Given instruction
In the account of Sankhu below, which industry ranks second in Nepal?

[start of Excerpted text]

And everywhere eyes … watching as we foreigners slowly took in the broken landscape; overwhelmed by the sheer magnitude of destruction brought to this once beautiful settlement.  I could not use my camera straight away.  The shock needed “to land” first of all.  No amount of photographing would ever explain this to a purveyor of my images once I got home.  This was too much.  There was a tangible feeling of death; no camera could ever capture that.
Once again the fleeting feeling of intruding washed over me as Nepali lifted their heads from their work and watched silently as we wandered unhurriedly down the towns main business street – a muddy, filthy, stinking shadow of its previous self.  “Namaste” I offered … to no one and everyone.
Nepal is attuned to tourists – tourism is the second biggest industry behind agriculture.  It creates jobs and wealth for many along with supporting the once thriving cottage industry.  Nepali were always the subject of the tourists gaze; now it appears the gaze was upon us … creating an awareness of awkwardness in me – an intention to action hanging in the air as rancid as the smell of faeces that also hung heavily.  Treading cautiously through mud, rubbish, broken bricks and rubble, I felt the first drops of a warm rain contact my skin.  Slowly they intensified until quite suddenly they amalgamated in an urgent blanket of wet warmth as if the Gods were somehow trying to erase the devastation and start anew.  Drains filled quickly with water and over-flowed whilst dogs and children ran for cover.  People kept digging with a slow monotonous rhythm as if keeping time to the beating of some silent drum.  This was Sankhu – broken but fighting back … in its own time.

[end of Excerpted text]
[start of Supplied entries]

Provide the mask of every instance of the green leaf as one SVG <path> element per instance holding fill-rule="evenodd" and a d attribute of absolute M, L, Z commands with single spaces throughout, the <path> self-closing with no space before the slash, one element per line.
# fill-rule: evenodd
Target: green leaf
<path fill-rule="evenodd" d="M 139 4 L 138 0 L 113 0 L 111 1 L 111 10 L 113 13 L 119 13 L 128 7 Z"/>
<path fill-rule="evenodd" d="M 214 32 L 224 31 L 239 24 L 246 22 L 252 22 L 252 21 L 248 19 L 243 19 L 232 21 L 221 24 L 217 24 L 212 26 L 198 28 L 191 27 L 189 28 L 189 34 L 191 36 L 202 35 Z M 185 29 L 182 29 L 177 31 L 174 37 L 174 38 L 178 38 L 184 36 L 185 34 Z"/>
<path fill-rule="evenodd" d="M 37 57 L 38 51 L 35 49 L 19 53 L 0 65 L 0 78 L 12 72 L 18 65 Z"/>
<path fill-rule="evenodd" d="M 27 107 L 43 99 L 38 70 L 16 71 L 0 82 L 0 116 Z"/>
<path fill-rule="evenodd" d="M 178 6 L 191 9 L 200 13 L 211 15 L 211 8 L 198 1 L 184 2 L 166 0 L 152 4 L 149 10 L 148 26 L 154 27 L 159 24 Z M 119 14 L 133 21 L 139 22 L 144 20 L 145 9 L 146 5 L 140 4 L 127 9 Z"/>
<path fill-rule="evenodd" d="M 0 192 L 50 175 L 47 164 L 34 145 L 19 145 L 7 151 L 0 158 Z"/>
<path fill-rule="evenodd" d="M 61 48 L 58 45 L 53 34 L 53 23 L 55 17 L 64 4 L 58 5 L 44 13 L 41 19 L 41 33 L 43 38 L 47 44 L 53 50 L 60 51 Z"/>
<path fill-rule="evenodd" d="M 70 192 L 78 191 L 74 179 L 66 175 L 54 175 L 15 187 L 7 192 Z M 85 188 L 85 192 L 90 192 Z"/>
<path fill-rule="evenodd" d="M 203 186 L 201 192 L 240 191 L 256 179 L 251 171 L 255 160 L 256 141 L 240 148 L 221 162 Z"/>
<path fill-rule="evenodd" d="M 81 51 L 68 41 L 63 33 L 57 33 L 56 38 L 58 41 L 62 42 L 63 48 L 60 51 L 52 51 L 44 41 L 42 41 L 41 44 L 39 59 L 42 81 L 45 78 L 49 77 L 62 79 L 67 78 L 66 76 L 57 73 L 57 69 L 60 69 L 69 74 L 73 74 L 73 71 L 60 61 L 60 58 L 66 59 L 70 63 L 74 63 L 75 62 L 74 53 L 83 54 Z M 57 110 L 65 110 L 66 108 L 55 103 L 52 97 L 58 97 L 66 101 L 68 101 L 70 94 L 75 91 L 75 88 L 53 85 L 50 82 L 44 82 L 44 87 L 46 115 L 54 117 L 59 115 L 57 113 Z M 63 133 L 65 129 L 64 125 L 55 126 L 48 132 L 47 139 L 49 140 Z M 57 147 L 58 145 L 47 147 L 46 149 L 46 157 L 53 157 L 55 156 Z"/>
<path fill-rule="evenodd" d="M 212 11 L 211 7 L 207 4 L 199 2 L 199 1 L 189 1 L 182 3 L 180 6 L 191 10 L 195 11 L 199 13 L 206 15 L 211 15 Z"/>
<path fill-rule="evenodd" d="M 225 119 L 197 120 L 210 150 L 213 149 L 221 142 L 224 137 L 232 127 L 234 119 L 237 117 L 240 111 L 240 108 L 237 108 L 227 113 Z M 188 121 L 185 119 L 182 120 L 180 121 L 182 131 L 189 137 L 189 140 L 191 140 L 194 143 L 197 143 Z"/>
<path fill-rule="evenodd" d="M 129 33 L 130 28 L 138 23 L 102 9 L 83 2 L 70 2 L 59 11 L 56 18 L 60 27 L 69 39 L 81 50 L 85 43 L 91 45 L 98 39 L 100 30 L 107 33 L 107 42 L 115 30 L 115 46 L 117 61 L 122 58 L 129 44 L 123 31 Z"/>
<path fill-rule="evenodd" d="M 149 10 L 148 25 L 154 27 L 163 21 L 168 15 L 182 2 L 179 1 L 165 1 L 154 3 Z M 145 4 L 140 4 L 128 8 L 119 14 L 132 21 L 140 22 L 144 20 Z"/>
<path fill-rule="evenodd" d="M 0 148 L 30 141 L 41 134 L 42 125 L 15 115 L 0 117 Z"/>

[end of Supplied entries]

Written response
Tourism, behind agriculture.